WHAT IS EXPECTED —
Reproduce every entry below, replacing "Target" with "Label" wherever it appears and leaving everything else unchanged; omit the pictures from your answer.

╔══

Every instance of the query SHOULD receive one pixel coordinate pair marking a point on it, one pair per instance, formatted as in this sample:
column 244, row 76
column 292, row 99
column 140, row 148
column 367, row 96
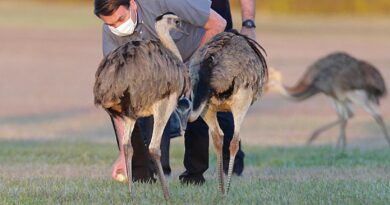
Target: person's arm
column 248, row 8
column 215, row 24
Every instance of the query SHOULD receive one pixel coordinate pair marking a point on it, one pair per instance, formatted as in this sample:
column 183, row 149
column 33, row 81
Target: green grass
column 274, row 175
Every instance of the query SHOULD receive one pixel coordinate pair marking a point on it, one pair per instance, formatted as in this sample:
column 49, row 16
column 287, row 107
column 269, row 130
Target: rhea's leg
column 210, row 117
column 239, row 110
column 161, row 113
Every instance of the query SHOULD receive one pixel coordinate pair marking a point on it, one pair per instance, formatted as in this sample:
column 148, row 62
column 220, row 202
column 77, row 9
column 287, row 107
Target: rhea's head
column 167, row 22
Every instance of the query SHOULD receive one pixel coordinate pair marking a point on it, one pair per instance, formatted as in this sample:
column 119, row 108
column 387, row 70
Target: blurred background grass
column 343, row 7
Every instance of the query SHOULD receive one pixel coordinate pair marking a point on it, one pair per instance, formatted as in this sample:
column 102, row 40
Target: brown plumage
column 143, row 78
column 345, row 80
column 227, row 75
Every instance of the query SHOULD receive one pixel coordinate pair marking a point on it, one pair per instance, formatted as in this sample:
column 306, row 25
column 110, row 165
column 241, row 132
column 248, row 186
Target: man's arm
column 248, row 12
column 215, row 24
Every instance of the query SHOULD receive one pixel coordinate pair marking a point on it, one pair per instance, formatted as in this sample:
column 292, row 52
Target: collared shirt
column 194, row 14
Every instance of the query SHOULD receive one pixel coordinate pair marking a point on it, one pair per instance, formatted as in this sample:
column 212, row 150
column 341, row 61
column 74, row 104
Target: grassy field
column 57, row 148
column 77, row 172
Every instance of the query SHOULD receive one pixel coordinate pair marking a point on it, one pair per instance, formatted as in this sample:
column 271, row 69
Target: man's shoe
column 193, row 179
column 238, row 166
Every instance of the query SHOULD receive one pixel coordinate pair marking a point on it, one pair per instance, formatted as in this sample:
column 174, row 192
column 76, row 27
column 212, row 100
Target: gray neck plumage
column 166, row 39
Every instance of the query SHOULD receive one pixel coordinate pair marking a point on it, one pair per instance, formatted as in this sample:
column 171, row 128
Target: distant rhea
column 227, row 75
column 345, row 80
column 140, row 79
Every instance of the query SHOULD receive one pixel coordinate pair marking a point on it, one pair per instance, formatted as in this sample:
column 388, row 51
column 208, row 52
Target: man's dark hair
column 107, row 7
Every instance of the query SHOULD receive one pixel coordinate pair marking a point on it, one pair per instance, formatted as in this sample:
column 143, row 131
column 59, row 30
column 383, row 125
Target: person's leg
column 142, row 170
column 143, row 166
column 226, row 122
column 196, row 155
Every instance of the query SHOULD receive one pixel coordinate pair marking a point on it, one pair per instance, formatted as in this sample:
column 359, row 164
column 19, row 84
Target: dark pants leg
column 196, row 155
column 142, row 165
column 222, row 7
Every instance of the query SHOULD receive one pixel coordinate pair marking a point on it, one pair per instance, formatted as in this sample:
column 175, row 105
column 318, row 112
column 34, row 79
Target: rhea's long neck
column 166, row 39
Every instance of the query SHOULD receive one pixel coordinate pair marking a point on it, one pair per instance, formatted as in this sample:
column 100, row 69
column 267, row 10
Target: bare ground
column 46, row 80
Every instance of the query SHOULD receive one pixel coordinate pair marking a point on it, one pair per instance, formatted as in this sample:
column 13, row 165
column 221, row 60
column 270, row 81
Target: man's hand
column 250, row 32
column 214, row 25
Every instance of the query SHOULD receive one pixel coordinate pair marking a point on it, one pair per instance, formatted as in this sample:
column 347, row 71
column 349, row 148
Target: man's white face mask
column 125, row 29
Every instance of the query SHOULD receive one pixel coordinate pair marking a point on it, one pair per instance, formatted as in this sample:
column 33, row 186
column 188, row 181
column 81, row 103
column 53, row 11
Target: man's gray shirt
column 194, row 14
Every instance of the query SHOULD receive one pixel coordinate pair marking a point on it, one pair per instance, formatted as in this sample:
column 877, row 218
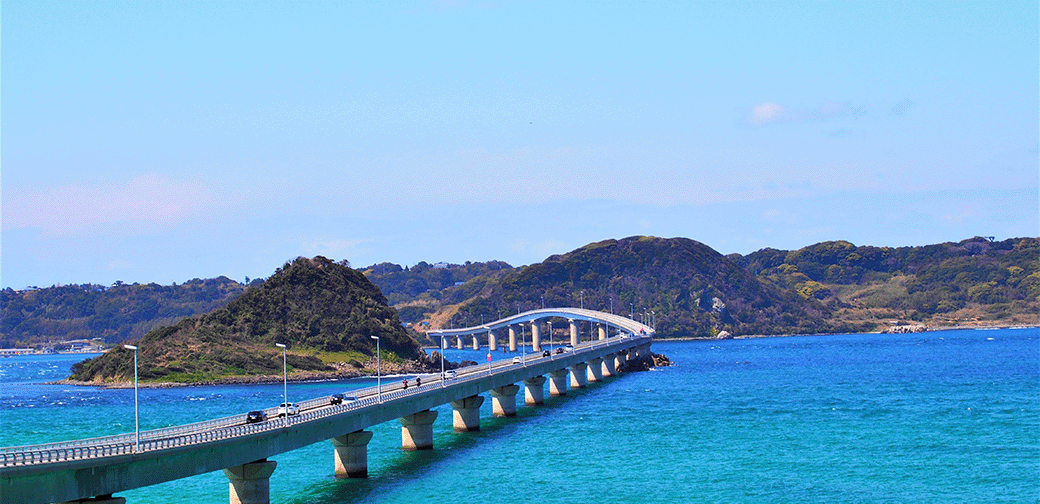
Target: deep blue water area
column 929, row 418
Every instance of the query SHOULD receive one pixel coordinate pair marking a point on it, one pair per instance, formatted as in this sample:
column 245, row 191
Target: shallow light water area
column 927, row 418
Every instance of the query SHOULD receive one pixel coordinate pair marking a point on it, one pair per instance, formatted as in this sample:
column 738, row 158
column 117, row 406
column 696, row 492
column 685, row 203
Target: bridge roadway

╚══

RESULT OF THE TASK —
Every instance of the query SHOULD receive one pixel coordinate pair marking a point on it, one pair per instance, formatted as in this sample:
column 244, row 76
column 292, row 99
column 140, row 148
column 367, row 96
Label: person's arm
column 248, row 8
column 215, row 24
Every instance of the query SHOULD receive one pixel coordinate pair marking a point on it, one pair per instance, formatted as in this sample:
column 183, row 149
column 33, row 81
Label: green grass
column 274, row 175
Every instance of the query SHOULD receive one pixel coordinate pair marking a point on it, one pair per instance, formatted as in this sample:
column 49, row 16
column 287, row 107
column 269, row 130
Label: rhea's leg
column 210, row 117
column 239, row 110
column 161, row 113
Every instance of the query SHOULD receive one pixel coordinate pair marking a point on it, one pair per instance, formatted as in this sample:
column 148, row 62
column 220, row 202
column 77, row 9
column 287, row 107
Label: rhea's head
column 167, row 22
Every instance of the query SHOULD receive one pixel coordinate pair marking a point on it, one pair per instance, formatted as in this sample:
column 119, row 108
column 387, row 70
Label: blurred background grass
column 343, row 7
Every instance of the query SHOULD receive one pixel coordinate pair marking a point on it, one pair per instance, formatted as in this sample:
column 102, row 40
Label: brown plumage
column 143, row 78
column 345, row 80
column 227, row 75
Every instance of the query SHOULD receive one pixel coordinate pair marking a point on it, one pair per instance, formatted as in this sample:
column 306, row 25
column 110, row 165
column 241, row 132
column 248, row 186
Label: man's arm
column 248, row 12
column 215, row 24
Every instance of the query SHOULD receive one pixel coordinate pair marking a point on it, one pair per instance, formatted as in this sample:
column 292, row 52
Label: collared shirt
column 194, row 14
Every instance of the query SHOULD receive one pixel coordinate pair marking a point on it, one pair per instance, formatted as in this sample:
column 212, row 150
column 341, row 61
column 74, row 104
Label: grassy field
column 57, row 148
column 77, row 172
Every instance of the query SHOULD receive one pixel coordinate pair marking a point on it, one pair per instance, formatted as in this sample:
column 271, row 69
Label: man's shoe
column 193, row 179
column 238, row 166
Every instance of the query SHOULD receive one pixel coordinate pair marking a point on it, one pair per instance, formatted as in this sample:
column 174, row 192
column 76, row 27
column 212, row 100
Label: gray neck plumage
column 166, row 39
Every instance of the query SHOULD receive one pixel coordinate pair marking a point on it, one pair per instance, formatted as in this sample:
column 171, row 128
Label: distant rhea
column 227, row 75
column 345, row 80
column 140, row 79
Every instance of the query SHOULD receive one pixel coordinate pair marking a point on it, one pair per instance, formatted as in this sample:
column 388, row 51
column 208, row 52
Label: man's dark hair
column 107, row 7
Every instance of the query SHOULD receive one pixel coordinate pair marking a point on it, one pair per instance, formatted as in this sample:
column 143, row 131
column 59, row 30
column 383, row 125
Label: person's leg
column 142, row 170
column 143, row 166
column 226, row 122
column 196, row 155
Every instance of the query SHOULD receive one pixel coordinate pair marking a point on it, one pair per instance, formatted as in this sample:
column 359, row 164
column 19, row 84
Label: dark pants leg
column 196, row 155
column 142, row 165
column 222, row 7
Every instance of the query SHOULD receive one pixel coordinate pair marking a point on it, one pair per instance, formatted as in this sample:
column 175, row 105
column 318, row 112
column 34, row 79
Label: rhea's long neck
column 166, row 39
Every instance of the query SHOULD receive one pixel coordinate pair marking a point on it, one pair per instance, formatted as in this sample:
column 100, row 69
column 267, row 10
Label: bare ground
column 46, row 80
Every instance of the query SHOULD receive one pixel coordinate pair marking a point on it, one pair per instance, formatted as in this sample:
column 13, row 165
column 221, row 60
column 270, row 81
Label: man's hand
column 250, row 32
column 214, row 25
Every instance of the query SHOULD receive one pixel coordinate pair marking a point on it, one pair per instance, formatted as in this sample:
column 347, row 71
column 349, row 148
Label: man's white face mask
column 125, row 29
Every instance of the query SHOULD receive one pixel coordinate pair marking a point on it, one pair per instance, formatted as in this sample:
column 33, row 186
column 188, row 181
column 81, row 103
column 53, row 11
Label: man's gray shirt
column 194, row 14
Every instance of the query SHOULD receive one pixel coordinate pair marking a point on it, one pair per instance, formatted as in this sample:
column 877, row 218
Label: deep blue water area
column 929, row 418
Every instance of the query SHOULD receive one pixel coordinate pair marking a point on it, one pair per instance, formatted as in this sample:
column 245, row 191
Label: shallow light water area
column 927, row 418
Every instance of the query SHOULD receive one pixel coordinate pair marking a point on it, one pair per instance, formatted as in this sample:
column 738, row 158
column 117, row 406
column 696, row 492
column 685, row 203
Label: bridge roadway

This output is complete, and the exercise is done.